DIRECTIONS: Copy out again, unchanged, the line that contains "Pass a phrase together with the photo below" and every line after it down to the last line of the data.

RECORDED INFORMATION:

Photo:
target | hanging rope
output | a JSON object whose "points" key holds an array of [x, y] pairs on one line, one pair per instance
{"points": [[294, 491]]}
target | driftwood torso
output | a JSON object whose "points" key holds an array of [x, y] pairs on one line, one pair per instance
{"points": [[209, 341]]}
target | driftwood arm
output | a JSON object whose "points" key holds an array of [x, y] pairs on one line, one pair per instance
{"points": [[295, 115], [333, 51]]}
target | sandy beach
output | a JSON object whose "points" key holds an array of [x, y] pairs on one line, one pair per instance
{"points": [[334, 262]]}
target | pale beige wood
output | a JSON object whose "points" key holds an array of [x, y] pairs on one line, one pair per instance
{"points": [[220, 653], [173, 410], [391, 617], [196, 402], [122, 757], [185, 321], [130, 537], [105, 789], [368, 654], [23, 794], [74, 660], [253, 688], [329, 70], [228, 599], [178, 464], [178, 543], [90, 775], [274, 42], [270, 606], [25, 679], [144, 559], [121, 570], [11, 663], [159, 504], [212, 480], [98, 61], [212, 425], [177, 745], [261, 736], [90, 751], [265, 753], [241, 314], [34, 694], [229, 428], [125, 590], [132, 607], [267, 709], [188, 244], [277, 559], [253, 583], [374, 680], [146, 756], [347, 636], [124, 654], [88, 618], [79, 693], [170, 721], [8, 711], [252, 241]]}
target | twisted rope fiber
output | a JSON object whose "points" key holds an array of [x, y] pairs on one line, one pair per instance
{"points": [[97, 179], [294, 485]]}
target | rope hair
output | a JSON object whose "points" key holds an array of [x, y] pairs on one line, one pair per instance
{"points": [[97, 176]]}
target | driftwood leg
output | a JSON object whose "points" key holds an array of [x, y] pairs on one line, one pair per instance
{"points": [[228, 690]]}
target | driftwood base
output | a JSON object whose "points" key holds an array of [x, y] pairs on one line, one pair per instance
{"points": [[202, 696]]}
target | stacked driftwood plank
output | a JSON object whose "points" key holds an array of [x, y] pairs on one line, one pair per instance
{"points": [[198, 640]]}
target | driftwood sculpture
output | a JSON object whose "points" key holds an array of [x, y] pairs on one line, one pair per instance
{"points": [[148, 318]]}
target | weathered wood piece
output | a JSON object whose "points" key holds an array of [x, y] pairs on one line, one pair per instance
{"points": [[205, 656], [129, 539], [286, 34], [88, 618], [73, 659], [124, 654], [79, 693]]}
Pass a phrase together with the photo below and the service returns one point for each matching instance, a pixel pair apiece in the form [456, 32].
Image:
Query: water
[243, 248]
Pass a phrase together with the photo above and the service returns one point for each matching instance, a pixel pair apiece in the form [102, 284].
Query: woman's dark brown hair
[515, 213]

RESPONSE FOR THIS EXERCISE:
Pass a phrase together with the photo below and the service returns one point for each matching instance, a pixel pair apiece in the form [456, 32].
Image:
Query: water
[243, 248]
Pass a phrase together with the photo above and the service returns one point for each matching instance, a pixel pair apiece in the form [102, 284].
Query: woman's dark brown hair
[515, 213]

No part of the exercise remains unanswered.